**AUFGABEN:**
[A] Woraus besteht die Vollkommenheit laut dem Textauszug mit den Lebensregeln?
[B] Führe den Textauszug mit den nummerierten Lebensregeln nach seinem letzten Satz fort.

**TEXTAUSZUG:**
━━━━━━━━━━
25 Gut verstehen. Einst war Nachdenken-Können die Kunst aller Künste; jetzt reicht es nicht mehr: man muss imstande sein, Dinge zu erahnen, besonders wenn es darum geht, Illusionen aufzulösen. Wer nicht gut versteht, kann nicht verständig sein. Es gibt Tiefengräber des Herzens und Luchse der Absichten. Die Wahrheiten, die uns am wichtigsten sind, werden immer nur zur Hälfte ausgesprochen; sie sollen von dem Aufmerksamen mit vollem Verständnis aufgenommen werden: im Angenehmen, die Gutgläubigkeit zügeln, im Abscheulichen, sie anspornen.

 

26 Für jeden die richtige Daumenschraube finden. Es ist die Kunst, den Willen anderer in Bewegung zu setzen. Eher aus Geschicklichkeit besteht sie als aus Entschlossenheit: das Wissen, wie man einem jeden beikommen kann. Es gibt keinen Willen ohne besondere Neigung, und sie ist je nach Geschmack eine andere. Alle haben ihre Götzen: manche die Wertschätzung, andere das eigene Interesse und die meisten das Vergnügen. Es geht darum, zum Zweck der Bestimmung anderer diese Götzen zu kennen, indem man für jeden den wirksamen Auslöser kennt, dann hat man gleichsam den Schlüssel zum Wollen der anderen. Man muss zum primären Impuls gehen, der nicht immer der höchste, meistens der niedrigste ist, weil die Menschen ohne Ordnung zahlreicher sind als die Untergeordneten. Man muss zuerst das Gemüt bearbeiten, danach das [25]richtige Wort treffen, bei der Neigung angreifen, so setzt man unfehlbar den freien Willen matt.

 

27 Dem Innen mehr Aufmerksamkeit als dem Außen schenken. Die Vollkommenheit besteht nicht aus Quantität, sondern aus Qualität. Alles besonders Gute war immer wenig und selten; das Viele kommt Geringschätzung gleich. Selbst unter den Menschen sind die Riesen die wahren Zwerge. Manche schätzen die Bücher nach ihrem Umfang, als ob man sie schriebe, um die Arme statt den Verstand zu üben. Das Außen allein kam nie über das Mittelmaß hinaus; und es ist die Krankheit der Allgemeingebildeten, sich nirgends auszukennen, weil sie sich überall auskennen wollen. Das Innen gibt Vorzüglichkeit, und es ist heldenhaft, wenn es um Erhabenes geht.

 

28 In nichts gemein. Nicht im Geschmack. Was für ein großer Weiser, der unzufrieden war, weil seine Dinge vielen behagten! Das Rauschen des allgemeinen Beifalls befriedigt die Gescheiten nicht. Manche werden so sehr zum Chamäleon der Beliebtheit, dass sie eher als Apollos sanften Hauch den gemeinen Atemgenießen. Auch nicht in Sachen des Verstandes: man soll nicht auf die Wunder des Pöbels achten, die nicht darüber hinauskommen, die Unwissenden zu erregen, welche die gemeine Torheitbewundern, während die Aufmerksamkeit des Einzelnen Täuschung aufhebt.
━━━━━━━━━━
**AUSZÜGE AUS DATENSATZ:**
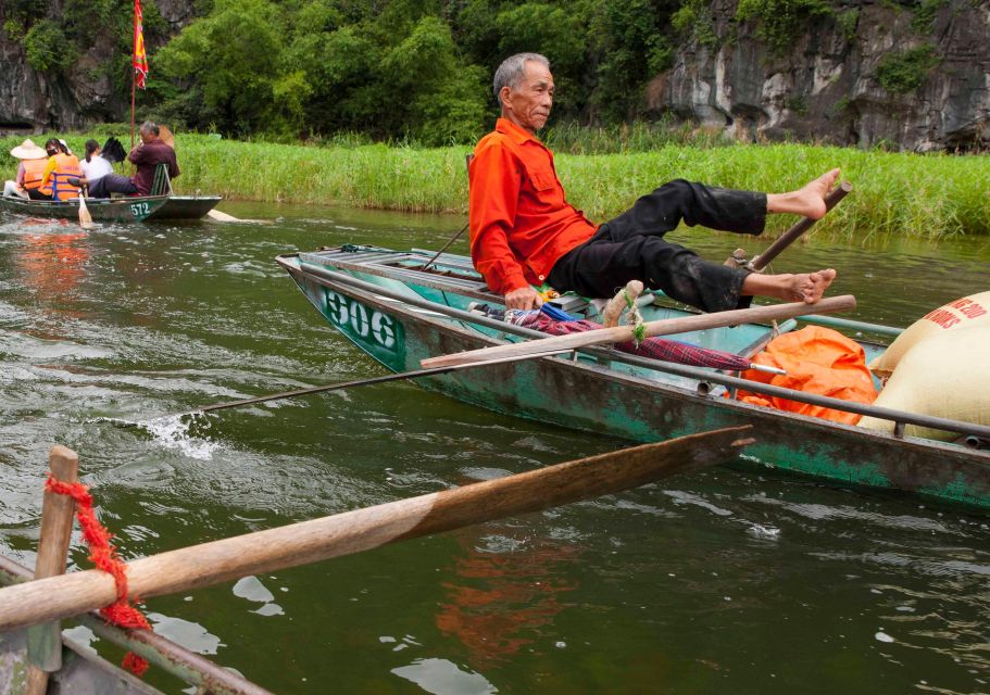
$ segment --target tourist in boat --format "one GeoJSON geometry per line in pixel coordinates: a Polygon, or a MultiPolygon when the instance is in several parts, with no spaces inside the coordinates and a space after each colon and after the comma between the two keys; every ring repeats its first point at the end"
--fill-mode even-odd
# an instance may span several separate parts
{"type": "Polygon", "coordinates": [[[45,143],[48,164],[41,178],[42,190],[51,190],[52,200],[75,200],[79,197],[78,179],[83,176],[79,159],[68,153],[68,146],[58,138],[45,143]],[[74,182],[70,182],[72,179],[74,182]]]}
{"type": "Polygon", "coordinates": [[[553,104],[550,62],[538,53],[506,59],[494,76],[501,117],[469,166],[471,255],[488,287],[510,308],[542,303],[531,287],[586,296],[612,296],[629,280],[706,312],[737,308],[753,295],[813,303],[836,277],[834,269],[761,275],[703,261],[664,241],[684,220],[713,229],[759,235],[768,213],[818,219],[839,177],[832,169],[789,193],[765,194],[675,180],[640,198],[627,212],[596,225],[568,204],[553,154],[536,132],[553,104]]]}
{"type": "Polygon", "coordinates": [[[32,200],[51,200],[51,188],[41,190],[41,179],[48,165],[48,154],[28,138],[10,151],[11,156],[21,160],[17,176],[13,181],[3,185],[4,195],[29,198],[32,200]]]}
{"type": "Polygon", "coordinates": [[[158,124],[151,121],[142,123],[141,141],[127,155],[127,160],[136,167],[134,177],[106,174],[89,187],[89,197],[110,198],[111,193],[150,195],[159,164],[167,167],[170,178],[176,178],[179,168],[175,150],[159,137],[160,134],[161,128],[158,124]]]}
{"type": "Polygon", "coordinates": [[[91,187],[108,174],[113,174],[113,165],[100,156],[102,152],[99,142],[86,141],[86,156],[79,162],[79,167],[83,169],[83,182],[87,186],[91,187]]]}

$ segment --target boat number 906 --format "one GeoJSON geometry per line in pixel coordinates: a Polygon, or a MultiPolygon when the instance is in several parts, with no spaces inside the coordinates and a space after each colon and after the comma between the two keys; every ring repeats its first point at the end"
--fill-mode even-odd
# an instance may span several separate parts
{"type": "Polygon", "coordinates": [[[327,290],[327,316],[355,338],[371,339],[387,350],[396,349],[396,325],[391,317],[368,309],[349,296],[327,290]]]}

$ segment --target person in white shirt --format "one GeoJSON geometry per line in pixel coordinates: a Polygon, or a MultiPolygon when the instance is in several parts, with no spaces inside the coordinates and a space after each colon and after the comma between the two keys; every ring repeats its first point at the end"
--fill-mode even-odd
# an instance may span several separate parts
{"type": "Polygon", "coordinates": [[[113,165],[100,156],[101,152],[99,142],[96,140],[86,141],[86,159],[79,162],[79,168],[83,169],[83,176],[89,186],[92,186],[93,182],[108,174],[113,174],[113,165]]]}

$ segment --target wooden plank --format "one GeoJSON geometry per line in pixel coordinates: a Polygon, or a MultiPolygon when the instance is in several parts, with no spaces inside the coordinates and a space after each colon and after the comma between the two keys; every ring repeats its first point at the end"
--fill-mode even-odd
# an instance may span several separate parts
━━━━━━━━━━
**LÖSUNGEN:**
[A] Nicht aus Quantität, sondern aus Qualität.

[B]
 

[26]29 Rechtschaffener Mensch. Immer auf der Seite der Vernunft, mit solcher Festigkeit in seinen Vorhaben, dass weder gemeine Leidenschaft noch die Gewalt des Tyrannen ihn je dazu bringen, die Grenze der Vernunft zu überschreiten. Doch wer kann so ein Phönix der Gerechtigkeit sein? Die Rechtschaffenheit hat nämlich wenig treue Freunde. Viele feiern sie, jedoch nicht für ihr eigenes Haus; manche folgen ihr bis zum Punkt der Gefahr; dort schwören die Falschen ihr ab, und die gesellschaftlich Versierten geben vor, sie zu haben. Sie macht keine Zugeständnisse an die Freundschaft, an die Macht und nicht einmal an den eigenen Vorteil, und hier ist der Druck, sie zu ignorieren. Die Wendigen sehen mit einsichtigen höheren Gründen von ihr ab, um nicht das Interesse der über sie Gestellten oder des Staates zu verletzen; doch der standhafte Mann sieht solche Verstellung als eine Art Verrat an, achtet sich mehr für Beharrlichkeit als für Klugheit, befindet sich, wo sich die Wahrheit befindet; und wenn er die Leute verlässt, dann nicht, weil er sich verändert hat, sondern weil die sie zuerst verlassen haben.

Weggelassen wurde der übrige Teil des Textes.